(Saved entries)
──────────────────────────────
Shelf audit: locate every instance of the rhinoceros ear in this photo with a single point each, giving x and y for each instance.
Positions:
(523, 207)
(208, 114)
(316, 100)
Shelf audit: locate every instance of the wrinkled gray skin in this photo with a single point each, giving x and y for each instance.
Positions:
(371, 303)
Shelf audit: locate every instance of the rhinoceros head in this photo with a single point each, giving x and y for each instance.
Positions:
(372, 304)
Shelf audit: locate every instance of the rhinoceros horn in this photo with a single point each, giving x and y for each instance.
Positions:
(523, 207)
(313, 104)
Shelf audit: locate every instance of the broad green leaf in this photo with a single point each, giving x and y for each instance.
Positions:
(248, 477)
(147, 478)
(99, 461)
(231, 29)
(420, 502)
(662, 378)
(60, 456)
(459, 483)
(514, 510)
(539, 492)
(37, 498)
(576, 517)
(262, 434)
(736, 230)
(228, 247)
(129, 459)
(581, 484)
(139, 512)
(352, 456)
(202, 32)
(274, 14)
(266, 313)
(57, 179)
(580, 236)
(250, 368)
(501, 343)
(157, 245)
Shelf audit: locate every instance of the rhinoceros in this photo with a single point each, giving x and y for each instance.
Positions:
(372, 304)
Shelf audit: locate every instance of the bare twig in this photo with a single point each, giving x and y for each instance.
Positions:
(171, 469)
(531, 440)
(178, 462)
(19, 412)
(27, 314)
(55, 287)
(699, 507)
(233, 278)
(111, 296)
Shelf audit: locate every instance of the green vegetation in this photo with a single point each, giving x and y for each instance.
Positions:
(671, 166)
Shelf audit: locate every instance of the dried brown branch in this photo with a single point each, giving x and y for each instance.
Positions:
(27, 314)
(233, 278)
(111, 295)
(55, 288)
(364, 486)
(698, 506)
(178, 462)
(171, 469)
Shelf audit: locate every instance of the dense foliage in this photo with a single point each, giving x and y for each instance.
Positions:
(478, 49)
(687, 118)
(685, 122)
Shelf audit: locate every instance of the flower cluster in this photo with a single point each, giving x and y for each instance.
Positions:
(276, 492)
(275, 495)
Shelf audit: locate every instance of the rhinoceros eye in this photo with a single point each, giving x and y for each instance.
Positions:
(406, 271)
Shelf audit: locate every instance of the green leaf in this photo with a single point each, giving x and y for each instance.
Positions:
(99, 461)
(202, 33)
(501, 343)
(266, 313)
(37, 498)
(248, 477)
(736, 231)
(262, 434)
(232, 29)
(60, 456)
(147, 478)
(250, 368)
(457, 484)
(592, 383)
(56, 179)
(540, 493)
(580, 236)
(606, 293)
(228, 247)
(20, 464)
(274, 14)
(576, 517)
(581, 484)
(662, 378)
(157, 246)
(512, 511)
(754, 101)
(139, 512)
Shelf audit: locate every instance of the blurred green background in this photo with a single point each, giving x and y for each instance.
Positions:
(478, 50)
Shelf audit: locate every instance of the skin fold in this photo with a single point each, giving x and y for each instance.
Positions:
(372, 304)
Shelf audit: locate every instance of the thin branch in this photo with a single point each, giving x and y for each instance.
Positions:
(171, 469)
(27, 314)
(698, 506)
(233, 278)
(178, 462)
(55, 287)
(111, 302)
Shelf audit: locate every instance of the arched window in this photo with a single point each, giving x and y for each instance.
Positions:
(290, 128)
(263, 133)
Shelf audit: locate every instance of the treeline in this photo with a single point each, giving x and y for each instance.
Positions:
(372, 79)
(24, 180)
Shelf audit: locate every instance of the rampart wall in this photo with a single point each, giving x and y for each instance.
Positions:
──────────────────────────────
TRY IT -
All that should be written out is the stretch of lines above between the one holding "Shelf audit: locate every instance of the skin" and the one holding "Shelf audit: locate every instance of the thin", inclusive, exactly as given.

WRITTEN RESPONSE -
Shelf audit: locate every instance of the skin fold in this photo with a single point each, giving x and y for each instance.
Positions:
(372, 304)
Shelf audit: locate every instance of the thin branch in this photo with a single point each, giving x and y for each instance.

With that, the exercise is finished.